EXERCISE BRIEF: Copy out all the records below, swapping "The client" for "Our customer" wherever it appears and changing nothing else.

SUPPLIED DATA:
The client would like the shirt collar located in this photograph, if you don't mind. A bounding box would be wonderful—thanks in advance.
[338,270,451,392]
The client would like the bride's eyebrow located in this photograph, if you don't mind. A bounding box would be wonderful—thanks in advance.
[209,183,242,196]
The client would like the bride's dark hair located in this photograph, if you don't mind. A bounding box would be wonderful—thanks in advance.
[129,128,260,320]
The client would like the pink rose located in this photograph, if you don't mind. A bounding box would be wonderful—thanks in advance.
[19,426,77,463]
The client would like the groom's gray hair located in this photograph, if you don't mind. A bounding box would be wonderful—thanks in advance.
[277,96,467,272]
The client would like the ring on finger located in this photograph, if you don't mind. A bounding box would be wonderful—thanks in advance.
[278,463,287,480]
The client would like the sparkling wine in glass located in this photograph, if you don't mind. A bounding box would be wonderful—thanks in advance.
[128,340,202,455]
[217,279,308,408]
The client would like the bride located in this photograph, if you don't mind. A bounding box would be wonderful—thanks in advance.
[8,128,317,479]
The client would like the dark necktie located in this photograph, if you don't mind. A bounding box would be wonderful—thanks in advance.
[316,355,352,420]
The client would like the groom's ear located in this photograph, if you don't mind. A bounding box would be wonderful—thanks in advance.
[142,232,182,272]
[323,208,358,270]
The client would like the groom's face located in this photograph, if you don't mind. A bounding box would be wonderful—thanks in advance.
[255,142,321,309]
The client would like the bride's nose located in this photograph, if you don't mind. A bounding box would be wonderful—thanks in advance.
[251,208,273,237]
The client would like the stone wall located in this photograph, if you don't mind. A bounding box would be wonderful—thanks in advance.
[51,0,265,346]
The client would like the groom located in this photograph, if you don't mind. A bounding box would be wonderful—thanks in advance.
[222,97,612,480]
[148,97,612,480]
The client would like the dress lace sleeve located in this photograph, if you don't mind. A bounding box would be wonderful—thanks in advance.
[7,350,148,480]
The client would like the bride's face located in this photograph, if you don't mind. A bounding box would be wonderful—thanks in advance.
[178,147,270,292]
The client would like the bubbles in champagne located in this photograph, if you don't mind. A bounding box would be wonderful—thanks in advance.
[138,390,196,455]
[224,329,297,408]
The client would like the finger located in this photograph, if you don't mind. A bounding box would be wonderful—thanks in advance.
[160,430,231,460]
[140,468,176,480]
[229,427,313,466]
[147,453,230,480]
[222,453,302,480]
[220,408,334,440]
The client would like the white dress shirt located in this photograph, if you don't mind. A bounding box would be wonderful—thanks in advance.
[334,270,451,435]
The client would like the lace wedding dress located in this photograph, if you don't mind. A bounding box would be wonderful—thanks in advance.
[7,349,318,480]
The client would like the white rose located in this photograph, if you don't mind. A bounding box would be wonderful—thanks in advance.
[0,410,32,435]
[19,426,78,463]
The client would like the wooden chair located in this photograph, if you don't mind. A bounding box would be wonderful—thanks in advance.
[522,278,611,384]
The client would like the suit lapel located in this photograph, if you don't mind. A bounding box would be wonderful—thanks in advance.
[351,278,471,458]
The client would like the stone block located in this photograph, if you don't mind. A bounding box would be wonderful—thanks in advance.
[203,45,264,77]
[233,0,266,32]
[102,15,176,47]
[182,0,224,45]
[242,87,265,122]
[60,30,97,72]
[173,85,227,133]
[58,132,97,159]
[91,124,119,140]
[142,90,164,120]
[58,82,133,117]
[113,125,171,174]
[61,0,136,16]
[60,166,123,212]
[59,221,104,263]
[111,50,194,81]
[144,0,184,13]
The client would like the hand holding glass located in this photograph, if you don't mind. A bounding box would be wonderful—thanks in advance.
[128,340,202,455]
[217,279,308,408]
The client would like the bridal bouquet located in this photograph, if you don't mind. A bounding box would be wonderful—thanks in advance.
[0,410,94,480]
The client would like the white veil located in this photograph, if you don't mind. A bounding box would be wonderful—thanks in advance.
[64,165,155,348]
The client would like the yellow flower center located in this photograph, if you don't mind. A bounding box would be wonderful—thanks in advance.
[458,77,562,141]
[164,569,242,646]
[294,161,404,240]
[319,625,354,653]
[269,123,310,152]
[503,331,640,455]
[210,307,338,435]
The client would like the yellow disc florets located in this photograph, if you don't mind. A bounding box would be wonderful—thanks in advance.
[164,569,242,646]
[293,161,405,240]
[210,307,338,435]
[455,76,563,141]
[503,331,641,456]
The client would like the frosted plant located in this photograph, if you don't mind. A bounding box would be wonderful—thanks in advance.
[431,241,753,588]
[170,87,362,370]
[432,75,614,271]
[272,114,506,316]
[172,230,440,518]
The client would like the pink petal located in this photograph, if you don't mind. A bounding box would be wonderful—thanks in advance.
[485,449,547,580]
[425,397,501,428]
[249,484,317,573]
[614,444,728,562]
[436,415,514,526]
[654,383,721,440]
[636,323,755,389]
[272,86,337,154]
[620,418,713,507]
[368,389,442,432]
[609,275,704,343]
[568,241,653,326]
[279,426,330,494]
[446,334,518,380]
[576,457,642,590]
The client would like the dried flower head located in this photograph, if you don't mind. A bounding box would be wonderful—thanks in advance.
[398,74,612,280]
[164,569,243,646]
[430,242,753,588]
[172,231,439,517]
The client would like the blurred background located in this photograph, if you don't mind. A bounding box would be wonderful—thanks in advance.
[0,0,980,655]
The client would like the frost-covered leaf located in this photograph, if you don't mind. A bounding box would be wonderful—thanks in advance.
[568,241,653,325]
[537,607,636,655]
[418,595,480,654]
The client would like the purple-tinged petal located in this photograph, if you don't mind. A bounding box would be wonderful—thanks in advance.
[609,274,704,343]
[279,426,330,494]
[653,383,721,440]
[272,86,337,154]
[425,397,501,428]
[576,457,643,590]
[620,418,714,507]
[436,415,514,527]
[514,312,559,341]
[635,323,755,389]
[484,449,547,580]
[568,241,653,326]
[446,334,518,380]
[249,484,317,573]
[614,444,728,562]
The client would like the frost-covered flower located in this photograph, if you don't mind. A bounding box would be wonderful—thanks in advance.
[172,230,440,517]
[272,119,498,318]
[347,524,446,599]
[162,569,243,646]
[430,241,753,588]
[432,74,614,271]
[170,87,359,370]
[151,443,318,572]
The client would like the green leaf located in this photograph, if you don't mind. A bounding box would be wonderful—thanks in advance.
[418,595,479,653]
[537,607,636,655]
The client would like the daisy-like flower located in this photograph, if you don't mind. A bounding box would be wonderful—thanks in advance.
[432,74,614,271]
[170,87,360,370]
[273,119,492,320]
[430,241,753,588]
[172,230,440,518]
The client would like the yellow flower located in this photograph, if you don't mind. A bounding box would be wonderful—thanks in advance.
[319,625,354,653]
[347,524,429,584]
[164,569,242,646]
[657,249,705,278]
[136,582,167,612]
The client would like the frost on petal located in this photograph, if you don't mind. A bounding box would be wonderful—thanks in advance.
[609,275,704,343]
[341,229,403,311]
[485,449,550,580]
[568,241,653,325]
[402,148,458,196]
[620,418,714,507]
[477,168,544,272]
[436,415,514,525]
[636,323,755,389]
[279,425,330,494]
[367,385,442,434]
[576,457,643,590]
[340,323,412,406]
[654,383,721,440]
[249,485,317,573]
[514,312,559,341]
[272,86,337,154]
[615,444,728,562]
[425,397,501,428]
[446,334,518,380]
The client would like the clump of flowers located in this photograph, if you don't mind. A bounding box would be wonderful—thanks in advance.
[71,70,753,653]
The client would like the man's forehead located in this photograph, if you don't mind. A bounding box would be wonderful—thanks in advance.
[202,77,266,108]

WRITTEN ANSWER:
Our customer would like the shirt collar located in this photograph, if you don't mind. A bounding box would be wonderful—thanks in advance.
[338,270,451,392]
Our customer would like the bride's eyebrow located in this photograph, if you don't mind. A bounding box would be wonderful—thanks in advance.
[209,183,242,196]
Our customer would like the bride's dark hair located in this photograph, if you don't mind. A bounding box would be wonderful—thanks in advance.
[129,128,260,320]
Our customer would like the pink rose located in this photograph, if you don't mind. A bounding box would be wonderful—thanks in advance.
[19,426,77,463]
Our customer would like the groom's gray hair located in this photograph, if you don't mind. A bounding box would be wonderful—thanks in advance.
[277,96,467,272]
Our customer would like the ring on finger located in this photograph, if you don't mind. A bounding box would be wonderful—thanks in advance.
[278,463,287,480]
Our customer would like the sparkling wine in glass located in this photograph, if you don't mind. A bounding box would be wonderful—thanks in advance.
[128,340,202,455]
[217,279,308,408]
Our customer would like the bride located in this photograph, if you don't mind. A bounding box would be wonderful—thanks in advance.
[8,128,317,479]
Our customer would like the dark necktie located in this photograph, if you don't mind. A bounding box would be wonderful—thanks in advance.
[316,355,352,420]
Our customer would like the groom's ear located in this photograph, if you don't mind. A bounding box would be wonderful—thanks in advance.
[142,232,182,272]
[323,208,358,270]
Our customer would like the groom's face located in this photograph, if you don't mind. A bounding box would be wonderful—thanks in advance.
[255,142,321,309]
Our customer would like the bride's nose located in this photograph, if you don't mind. A bounding box would be wonderful—thanks in advance.
[251,208,273,237]
Our customer would like the stone wall located in this photograph, if you don't mind. A bounding box would be wonderful—thanks in advance.
[51,0,265,346]
Our customer would like the groom located in this photograph, if you don't mind. A bounding box would be wonderful—thanks in advance.
[222,97,612,480]
[148,97,612,480]
Our customer would like the dress lace sleeve located in this photograph, if you don't mind. A bounding box would be wonderful—thanks in advance.
[7,350,148,480]
Our customer would like the bride's face located in this photograph, if you don't mind. A bounding box would be wonderful—thanks in advance.
[178,147,270,292]
Our customer would like the bubbles in champagne located in this photograph, if you don't mind. A bounding box would be wonderful—thanks in advance.
[138,390,196,455]
[224,329,297,408]
Our customer would like the finger located in this photograph, if you don't mind. A bounding box would be wonderful—thanks in advance.
[160,430,231,460]
[140,468,176,480]
[229,427,313,466]
[147,453,230,480]
[222,453,302,480]
[220,408,334,440]
Our customer would like the white dress shirt located in this photograph, if you don't mind. A bounding box would be wonderful—thanks in advance.
[334,270,451,435]
Our customer would like the lace wedding dress located in this photograph, if you don't mind. A bounding box would be wonderful—thanks in advance.
[7,349,318,480]
Our customer would like the white rose located in this photograph, if you don't mind. A bounding box would be wonderful—thanks in advance.
[0,410,32,435]
[19,426,78,463]
Our customer would like the wooden chair located in this photograph, if you don't mind. A bounding box would be wonderful—thanks in advance.
[522,278,611,384]
Our customer would like the suit lapel located in this photograph, if you don't mind. A bounding box would be wonderful—thanks in advance.
[351,278,471,458]
Our customer would like the stone block located in this photograph, if you don't mind. A bounding box would be wonderful—thanks in advance.
[203,45,264,77]
[233,0,266,32]
[102,15,176,47]
[182,0,224,45]
[242,87,265,122]
[60,30,97,72]
[173,85,227,133]
[58,132,97,159]
[91,124,119,140]
[142,90,164,120]
[58,82,133,117]
[113,125,171,174]
[61,0,136,16]
[60,166,123,212]
[59,221,104,263]
[111,50,194,81]
[144,0,184,13]
Our customer would like the hand holding glass located in this photograph, if you don't mind. A bounding box would be wonderful—thanks in advance.
[128,340,202,455]
[217,279,308,408]
Our customer would like the bridal bouquet located in this photograph, if you don't mind. A bounding box would be wonderful—thanks in advance.
[0,410,94,480]
Our customer would like the white veil located in this photograph, if you don't mind. A bounding box would be wonderful—thanks in advance.
[64,165,155,348]
Our customer would like the yellow flower center located in this photograph, if you don't mind. A bounding box would be wonderful—thanks in advance.
[458,77,562,141]
[164,569,242,646]
[294,161,404,240]
[319,625,354,653]
[269,123,310,152]
[503,331,640,455]
[210,307,338,435]
Our customer would like the yellow disc florets located in this photograph, if you don't mind. A bounding box would be wonderful—thanks in advance.
[164,569,242,646]
[293,161,405,240]
[210,307,338,435]
[455,76,563,141]
[503,331,641,456]
Our customer would like the frosted plant located in this photograph, if you don't mind. A bounding box would be wonderful—thanks in advance.
[431,241,753,588]
[170,87,362,370]
[432,75,614,271]
[272,114,506,316]
[172,230,440,518]
Our customer would like the pink petal located in this photograph, if you don't mind. A bounding box would be wonderful—thanks in advance.
[485,449,547,580]
[425,397,501,428]
[249,484,317,573]
[614,444,728,562]
[436,415,514,526]
[654,383,721,440]
[636,323,755,389]
[272,86,337,154]
[620,418,713,507]
[368,389,442,432]
[609,275,704,343]
[568,241,653,326]
[279,426,330,494]
[446,334,518,380]
[576,457,642,590]
Our customer would like the dried flower head located in this photograph, if you don't mind. A bounding box would be wonderful—thanks in advance.
[398,74,612,280]
[164,569,243,646]
[430,242,753,588]
[172,231,439,517]
Our customer would like the blurred background located in this photograph, if you don't mind. A bounding box would be wonderful—thanks in advance.
[0,0,980,655]
Our customer would like the frost-covered leaf located in this photograph, if you don't mind. A bounding box would be wonderful—thanks in advance.
[568,241,653,325]
[537,607,636,655]
[418,595,480,654]
Our customer would like the purple-tinged petal located in this photograph, if you don't mind. A bounding box would be wonderful—thanks in advance.
[609,274,704,343]
[279,426,330,494]
[653,383,721,440]
[272,86,337,154]
[425,397,501,428]
[576,457,643,590]
[620,418,714,507]
[436,415,514,527]
[514,312,559,341]
[635,323,755,389]
[484,449,547,580]
[568,241,653,326]
[446,334,518,380]
[249,484,317,573]
[614,444,728,562]
Our customer would like the frost-covered flower located in this photograph, if you don't mind. A bounding box would be wonderful—thanks in advance.
[172,230,440,517]
[272,119,498,318]
[347,524,446,599]
[162,569,243,646]
[430,241,753,588]
[432,74,614,271]
[170,87,359,370]
[151,443,318,572]
Our customer would like the green leaf located in this photograph, if you don't mind. A bounding box would be wonderful—thanks in advance.
[418,595,479,653]
[537,607,636,655]
Our customer would like the daisy-like flower located in this photograph, if you don't mind. A bounding box would be wonderful—thanks in advance.
[432,74,614,271]
[170,87,360,370]
[273,119,492,320]
[430,241,753,588]
[172,230,440,518]
Our customer would like the yellow flower located in this photograph, if you don't mind. A bounding box would be wonderful—thanks in advance.
[319,625,354,653]
[347,524,429,584]
[164,569,242,646]
[657,249,705,278]
[136,582,167,612]
Our customer would like the frost on petal located in this photograph, if you don't mind. A bounding box would be wonderful—thanks in advance.
[609,275,704,343]
[341,229,403,311]
[485,449,550,580]
[568,241,653,325]
[402,148,458,196]
[620,418,714,507]
[477,168,544,272]
[436,415,514,525]
[636,323,755,389]
[279,425,330,494]
[367,385,442,434]
[576,457,643,590]
[340,323,412,406]
[654,383,721,440]
[249,485,317,573]
[514,312,559,341]
[272,86,337,154]
[615,444,728,562]
[425,397,501,428]
[446,334,518,380]
Our customer would like the clump of flowers located in this photograph, if you don't mind. A bounding box would be wonderful—thanks in advance.
[71,70,753,653]
Our customer would like the man's forehead located in this photograph, if you don't mind. A bounding box would be wonderful—thanks in advance.
[202,77,266,108]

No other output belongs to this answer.